====== TRECHO DA PÁGINA ======

Sexta-feira, 3 de maio de 2024 | Porto Velho (RO)

×
Gente de Opinião

Montezuma Cruz

Na Pantamazônia, coroa Divino viaja de batelão


 

ANA MARIA MEJIA
AGÊNCIA AMAZÔNIA


GUAJARÁ-MIRIM, RO – O vento carrega o som das vozes dos foliões – meninos entre nove e 14 anos – que entoam cânticos anunciando a chegada do barco trazendo a coroa do Divino Espírito Santo. Na margem, atento à movimentação e ao horário, o salgueiro (fogueteiro) dispara um foguete para confirmar a chegada da procissão. Romeiros se atiram na água para acompanhar a volta em forma de meia lua que o barco percorre antes de atracar, crianças vestidas de anjos se aproximam, acendem velas, entram na água, se ajoelham pagando promessas.

É a procissão do Divino Espírito Santo, celebrada anualmente em maio ou junho na Pantamazônia, a já conhecida transição entre as regiões do Vale do Guaporé e a Amazônia Ocidental. Em Rondônia, ela ganha contornos especiais pelas distâncias percorridas: 1.350 quilômetros nos rios Guaporé e Mamoré durante os 40 dias de peregrinação. 

Na Pantamazônia, coroa Divino viaja de batelão  - Gente de Opinião
Peregrinação por água dura 40 dias e alcança 1,3 mil quilômetros /IGREJA DA AMAZÔNIA


A cerimônia exige um ano de preparação. Logo no final de uma celebração, um sorteio entre os membros da irmandade define aqueles que assumirão o papel de imperador e imperatriz. O imperador escolhe o encarregado do batelão – barco parcialmente coberto de palha que transporta a comitiva do Divino: os foliões, 12 remeiros (remadores), um caixeiro que toca caixa acompanhando os cânticos, a coroa.

Os homens que se dedicam a remar nessa ocasião, geralmente estão pagando promessa e se esmeram no remo. Além do movimento regular do remo, fazem uma bela coreografia girando os remos e jogando água para frente. O encarregado do batelão que visitará as casas pedindo doações para o dia da festa. E os remeiros têm o privilégio de cantar a saudação de boas-vindas à coroa. 

Bois, porcos, galinhas e ovos. Todos contribuem.

====== REGISTROS FORNECIDOS ======

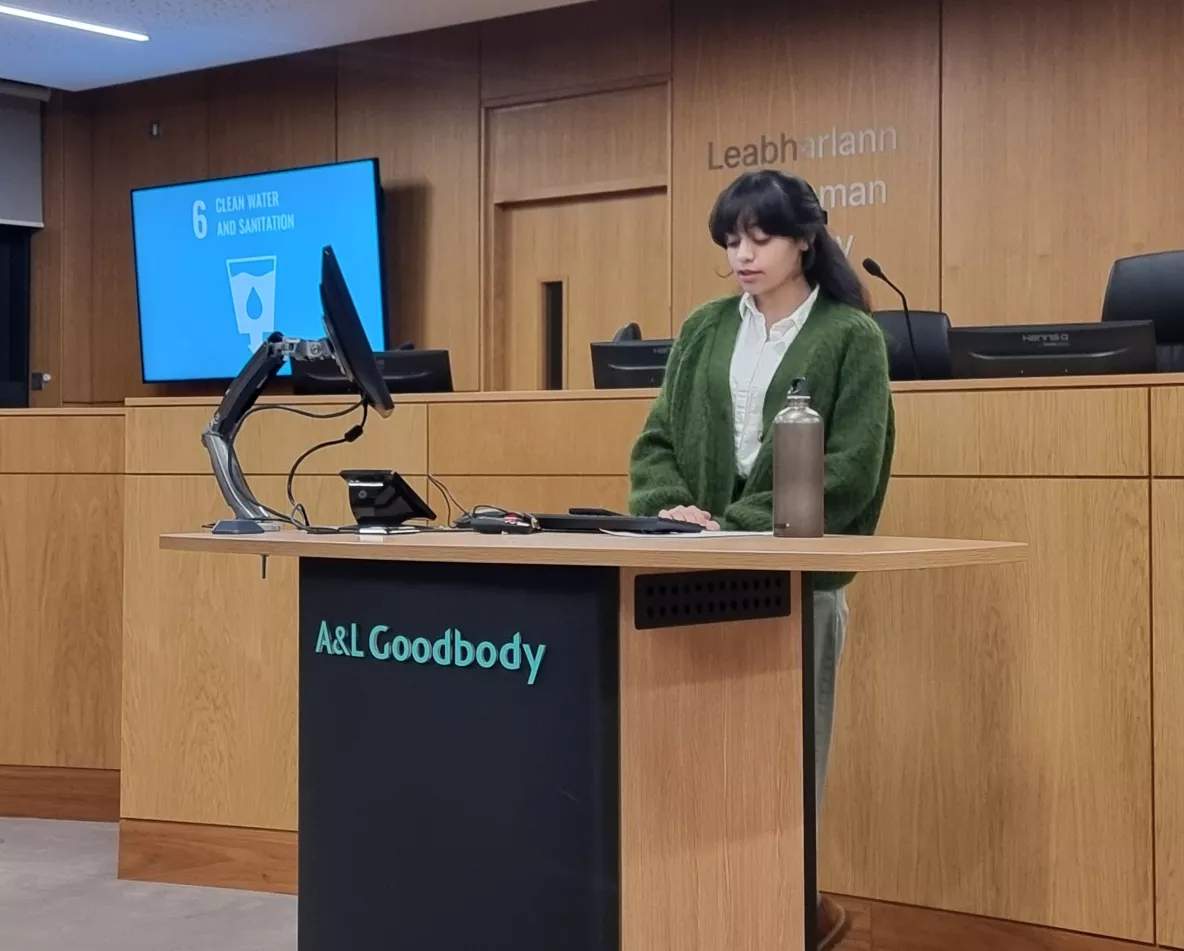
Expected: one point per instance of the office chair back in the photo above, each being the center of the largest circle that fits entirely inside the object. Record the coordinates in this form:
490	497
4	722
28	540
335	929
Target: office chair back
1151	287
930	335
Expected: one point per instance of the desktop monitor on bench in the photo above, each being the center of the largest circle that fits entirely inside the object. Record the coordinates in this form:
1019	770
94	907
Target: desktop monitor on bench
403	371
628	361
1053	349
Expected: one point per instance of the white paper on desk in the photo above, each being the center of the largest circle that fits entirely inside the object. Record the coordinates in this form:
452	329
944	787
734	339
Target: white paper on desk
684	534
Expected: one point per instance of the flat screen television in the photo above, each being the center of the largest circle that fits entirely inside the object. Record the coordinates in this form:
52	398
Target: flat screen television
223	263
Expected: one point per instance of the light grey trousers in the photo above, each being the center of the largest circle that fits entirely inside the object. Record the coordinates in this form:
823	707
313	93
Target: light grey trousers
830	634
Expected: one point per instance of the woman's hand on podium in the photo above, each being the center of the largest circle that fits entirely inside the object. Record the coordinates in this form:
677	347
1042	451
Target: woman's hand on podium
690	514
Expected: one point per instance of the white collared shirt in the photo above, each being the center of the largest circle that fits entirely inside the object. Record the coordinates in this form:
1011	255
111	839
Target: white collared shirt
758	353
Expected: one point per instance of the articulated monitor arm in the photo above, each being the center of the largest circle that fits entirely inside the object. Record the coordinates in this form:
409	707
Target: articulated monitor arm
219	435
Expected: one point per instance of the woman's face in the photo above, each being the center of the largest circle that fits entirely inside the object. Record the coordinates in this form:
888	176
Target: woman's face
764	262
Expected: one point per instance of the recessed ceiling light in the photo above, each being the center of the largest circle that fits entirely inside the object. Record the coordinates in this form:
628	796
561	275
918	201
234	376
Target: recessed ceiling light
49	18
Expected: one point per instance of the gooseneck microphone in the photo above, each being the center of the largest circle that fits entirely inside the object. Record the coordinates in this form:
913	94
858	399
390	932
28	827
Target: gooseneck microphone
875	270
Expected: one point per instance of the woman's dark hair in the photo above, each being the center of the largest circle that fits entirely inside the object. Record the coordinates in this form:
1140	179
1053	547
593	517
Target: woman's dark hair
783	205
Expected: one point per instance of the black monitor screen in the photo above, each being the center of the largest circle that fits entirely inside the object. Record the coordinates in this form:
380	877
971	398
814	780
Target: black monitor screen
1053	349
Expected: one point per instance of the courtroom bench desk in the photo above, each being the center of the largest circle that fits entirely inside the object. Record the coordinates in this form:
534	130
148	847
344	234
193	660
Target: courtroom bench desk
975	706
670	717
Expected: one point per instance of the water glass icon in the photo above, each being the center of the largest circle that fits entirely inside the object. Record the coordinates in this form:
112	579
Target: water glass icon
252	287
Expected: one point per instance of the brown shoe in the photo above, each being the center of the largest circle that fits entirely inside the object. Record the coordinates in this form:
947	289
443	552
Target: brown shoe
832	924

======

• **TRABALHO SOLICITADO**:
**a)** No texto sobre a procissão do Divino Espírito Santo, quantos remeiros fazem parte da comitiva levada pelo batelão?
**b)** Retome o texto sobre a procissão do Divino Espírito Santo e continue-o a partir da última frase.

• **RESPOSTAS ESCRITAS**:
**a)** Doze remeiros.

**b)**
Na Pantamazônia, coroa Divino viaja de batelão  - Gente de Opinião
Preparando a cantoria /FRANCISCA MEJIA
No interior, as contribuições são em geral em produtos da propriedade – bois, galinhas, porco, ovos, arroz etc – com os quais se prepara a comida dos peregrinos. Paralelamente ocorre a festa profana com organização de bingos, jogos, danças, marretagem, venda de bebidas. Em terra, o Imperador e a Imperatriz atendem aos romeiros que se aproximam, beijam a bandeira, se ajoelham e recebem a bênção do Divino.

Vestidos em "roupas domingueiras" os peregrinos se aglomeram no porto. Os homens que participam diretamente da celebração se vestem de branco e mantêm um lenço branco amarrado na cabeça. Tiago Ramos, 59 anos, é mestre de melodia. Ele conduz o som do tarol (caixa) e do violão acompanhando os pequenos cantores, que alteram orações e cânticos.

O Divino em Guajará

Em 1945, segundo o casal Melquíades e Carmem de Oliveira, hoje residentes em Guajará-Mirim, a festa chegou pela primeira vez em São Miguel do Guaporé. Já percorreu Ilha das Flores, Laranjeiras, Santa Rosa, se estendeu para Costa Marques, Rolim de Moura do Guaporé, Versalles (Bolívia) e Pedras Negras. "Cem anos depois, a coroa chegou até Guajará", conta emocionada Carmem. Ela considera uma das mais belas festas religiosas que se fortalece na partilha e oração. Em Guajará, a celebração é coordenada pela Igreja que promove um arraial com venda de comidas e bebidas arrecadadas durante os dias de peregrinação. 
Na Pantamazônia, coroa Divino viaja de batelão  - Gente de Opinião
Milagres emocionam Carmem e Melquíades /M.CRUZ


"São 45 dias de peregrinação pelos bairros da cidade, relata orgulhosa de ser mãe do ex-imperador, Leonardo de Oliveira. É o imperador quem carrega a coroa, a imperatriz o cetro e o alferez, a bandeira – das 8 às 18 horas quando a coroa é entregue na igreja. "Embora discreta, a cidade já tinha tentado ter a sua própria festa", conta Isabel de Oliveira Assunção, professora, e uma das mais antigas participantes da festa. A origem está ligada ao milagre feito pelo Divino.

Em Guajará-Mirim não foi diferente. Segundo Dona Isabel, uma mulher de nome Zuleide que vivia de marretagem subiu o barranco para vender seus produtos e deixou a filha dormindo no toldo do barco. De repente, sentiu vontade de descer e viu que o barco se incendiara. Gritou pedindo auxílio e prometeu ao Divino que se a filha escapasse ilesa criaria a festa no município. "A menina se salvou, mas a festa não permaneceu". Só em 1977 quando Maria Angelina Gomes Serratti, ex-moradora do Guaporé, decidiu morar no bairro São José começou a mobilização, primeiro para construir uma igreja no bairro que até então não tinha nem uma capela.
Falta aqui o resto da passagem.